• WHAT IS EXPECTED:
Could you restate the entries word for word, without the images?

━━━ EXTRACTED MATERIAL ━━━

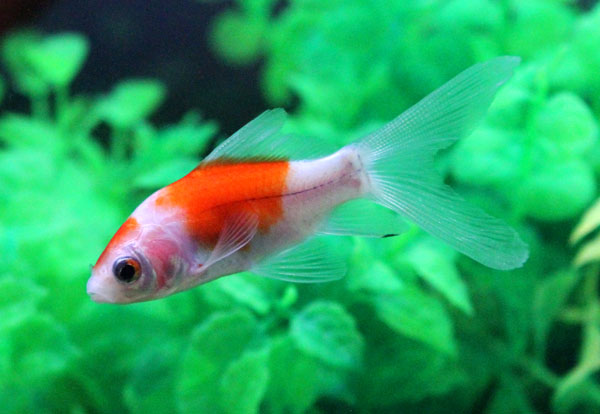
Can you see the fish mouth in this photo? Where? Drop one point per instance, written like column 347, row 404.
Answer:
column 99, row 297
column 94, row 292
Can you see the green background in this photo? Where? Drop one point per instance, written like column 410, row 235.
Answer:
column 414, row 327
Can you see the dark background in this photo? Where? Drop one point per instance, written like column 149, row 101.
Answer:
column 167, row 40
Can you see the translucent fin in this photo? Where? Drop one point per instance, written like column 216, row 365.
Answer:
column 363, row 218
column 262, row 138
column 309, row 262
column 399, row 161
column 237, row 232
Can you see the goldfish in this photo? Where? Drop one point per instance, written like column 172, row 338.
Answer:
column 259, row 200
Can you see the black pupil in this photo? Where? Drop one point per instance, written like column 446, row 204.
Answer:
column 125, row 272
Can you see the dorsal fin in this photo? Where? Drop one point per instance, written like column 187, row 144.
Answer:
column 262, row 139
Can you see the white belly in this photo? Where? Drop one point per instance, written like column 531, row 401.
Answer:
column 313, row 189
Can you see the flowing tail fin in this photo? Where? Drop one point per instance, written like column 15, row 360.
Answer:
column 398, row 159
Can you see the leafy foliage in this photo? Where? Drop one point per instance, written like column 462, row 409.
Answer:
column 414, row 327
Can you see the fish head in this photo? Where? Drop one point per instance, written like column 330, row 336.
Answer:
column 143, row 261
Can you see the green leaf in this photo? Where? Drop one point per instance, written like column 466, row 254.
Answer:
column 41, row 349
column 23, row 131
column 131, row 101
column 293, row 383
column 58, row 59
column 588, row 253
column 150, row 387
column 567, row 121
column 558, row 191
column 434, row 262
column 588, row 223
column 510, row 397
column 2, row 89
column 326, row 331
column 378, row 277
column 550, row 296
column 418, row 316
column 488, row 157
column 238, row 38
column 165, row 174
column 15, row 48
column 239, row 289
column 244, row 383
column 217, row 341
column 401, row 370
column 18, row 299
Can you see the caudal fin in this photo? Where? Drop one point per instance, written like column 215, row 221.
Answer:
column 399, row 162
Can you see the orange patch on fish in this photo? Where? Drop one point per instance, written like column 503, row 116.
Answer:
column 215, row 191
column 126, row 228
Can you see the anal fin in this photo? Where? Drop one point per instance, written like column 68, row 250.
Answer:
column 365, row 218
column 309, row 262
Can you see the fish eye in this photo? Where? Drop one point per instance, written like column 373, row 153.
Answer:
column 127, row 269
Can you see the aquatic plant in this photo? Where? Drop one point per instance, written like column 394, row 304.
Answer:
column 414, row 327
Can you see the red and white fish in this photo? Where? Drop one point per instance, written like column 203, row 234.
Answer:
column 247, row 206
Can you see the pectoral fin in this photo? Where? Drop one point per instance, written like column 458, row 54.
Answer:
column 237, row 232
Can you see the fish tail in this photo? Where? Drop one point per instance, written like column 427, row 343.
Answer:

━━━

• SOLUTION:
Can you see the fish mouth in this photo? Where? Drop one point per instance, written like column 347, row 404.
Answer:
column 99, row 297
column 94, row 292
Can you see the green background in this photo? Where? Drop one point per instance, written like column 410, row 235.
Answer:
column 414, row 327
Can you see the dark background in this photo? Where? Drop one point per instance, written like column 149, row 101.
Answer:
column 167, row 40
Can you see the translucent fin in this photo? Where? Drop one point per instance, written like column 216, row 365.
Answer:
column 363, row 218
column 262, row 138
column 309, row 262
column 399, row 161
column 237, row 232
Can you see the goldfish in this photo? Where? Drop one point per instance, written like column 172, row 338.
Answer:
column 259, row 200
Can you see the black pupil in this photo? Where? Drop one point per instance, written like column 446, row 204.
Answer:
column 125, row 272
Can you see the dorsal fin in this photo? Where? Drop one point per instance, written like column 187, row 144.
Answer:
column 262, row 139
Can you see the white belly in this photo? Where? Drop one point per instance, written like column 531, row 401.
Answer:
column 313, row 189
Can you see the flowing tail fin in this photo? Where? Drop one point per instance, written like column 15, row 360.
Answer:
column 398, row 159
Can you see the leafy foliage in this photo? Where? Drop one point per instance, written like column 462, row 409.
Answer:
column 414, row 327
Can you see the fish head in this photo? Where? Drop one point per instance, written like column 330, row 336.
Answer:
column 143, row 261
Can you see the green leaf in this photo? Where? Drop one point per instance, written like column 466, row 254.
Answer:
column 41, row 349
column 23, row 131
column 131, row 101
column 293, row 383
column 58, row 59
column 588, row 253
column 150, row 387
column 567, row 121
column 558, row 191
column 434, row 262
column 588, row 223
column 510, row 397
column 2, row 89
column 326, row 331
column 378, row 277
column 550, row 296
column 418, row 316
column 488, row 157
column 238, row 38
column 165, row 174
column 15, row 48
column 239, row 289
column 244, row 383
column 217, row 341
column 401, row 370
column 18, row 299
Can you see the caudal fin in this photo? Where? Drop one point per instance, written like column 215, row 221.
Answer:
column 399, row 162
Can you see the orange patch on fish in this photo? Where? Drop one point per instance, written like column 503, row 116.
Answer:
column 215, row 191
column 126, row 228
Can you see the anal fin in this photo? Where? Drop one point per instance, written like column 68, row 250.
Answer:
column 365, row 218
column 309, row 262
Can you see the fish eye in this photo? Where? Drop one point per instance, written like column 373, row 153.
Answer:
column 127, row 269
Can you see the aquatic plant in this photo? Where? Drop one point per instance, written like column 394, row 304.
Answer:
column 414, row 327
Can you see the red and white fish in this photo? Where? Drop one point per instance, written like column 203, row 234.
Answer:
column 247, row 206
Can you see the pectoral fin in this photo? Where? Drop one point per instance, written like column 458, row 54.
Answer:
column 237, row 232
Can you see the fish tail in this photo? Where? Drop one point per instance, written like column 427, row 343.
Answer:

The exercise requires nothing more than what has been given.